* _Travail à faire_
1) Relevez toutes les personnes désignées par leur nom dans l'extrait à lire.
2) Répondez à partir de l'extrait à lire :
(a) Quelle association organisait la venue de Marine Le Pen ?
(b) Quel jour la conférence d'Éric Zemmour a-t-elle eu lieu ?
(c) À quelle heure le nom du candidat a-t-il été révélé ?

* _Extrait à lire_
————————

Source [Valeurs Actuelles] Face aux injonctions de quelques étudiants et associations, l’ESCP Business School annule la conférence que Marine Le Pen devait livrer ce mardi soir, quelques jours après la venue controversée d’Éric Zemmour.
Les étudiants de l’ESCP Business School n’applaudiront ni ne hueront Marine Le Pen. L’administration de l’établissement parisien a annoncé le report de la conférence qui devait se tenir ce mardi, dans le cadre de l’événement récurrent « ESCPrésidentielles ». Organisée par l’association apartisane « Tribunes ESCP », la venue de la présidente du Rassemblement national s’inscrivait dans un cycle de conférences livrées par les différents candidats à l’élection présidentielle de 2022.
Vendredi 10 décembre, déjà, la conférence d’Éric Zemmour s’était déroulée péniblement, sur fond de tentatives de blocage, protestations des associations LGBT et féministe et menaces anonymes. Quand est révélé le nom du candidat, à 13 h 15 le jour de la conférence, plusieurs voix s’élèvent contre la venue de l’essayiste « multicondamné ». « Je n’entendais pas ces mêmes personnes se plaindre quand l’école recevait il y a un mois Jean-Luc Mélenchon, condamné pour rébellion et provocation », observe Hippolyte, fondateur de l’organisation « Les Grandes Écoles avec Éric Zemmour ».

————————

* _Données fournies_
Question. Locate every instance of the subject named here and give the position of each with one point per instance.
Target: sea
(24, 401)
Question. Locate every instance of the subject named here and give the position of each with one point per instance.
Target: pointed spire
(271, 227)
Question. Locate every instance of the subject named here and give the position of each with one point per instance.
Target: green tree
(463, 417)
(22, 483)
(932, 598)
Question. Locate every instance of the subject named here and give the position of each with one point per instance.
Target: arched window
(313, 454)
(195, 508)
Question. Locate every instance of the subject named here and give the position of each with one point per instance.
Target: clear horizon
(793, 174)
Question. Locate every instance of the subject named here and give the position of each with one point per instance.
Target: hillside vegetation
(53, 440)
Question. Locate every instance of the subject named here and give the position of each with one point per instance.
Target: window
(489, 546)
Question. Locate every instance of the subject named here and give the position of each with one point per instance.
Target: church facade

————————

* _Réponses par tâche_
1) Marine Le Pen, Éric Zemmour, Jean-Luc Mélenchon, Hippolyte

2)
(a) L'association apartisane « Tribunes ESCP ».
(b) Le vendredi 10 décembre.
(c) À 13 h 15, le jour de la conférence.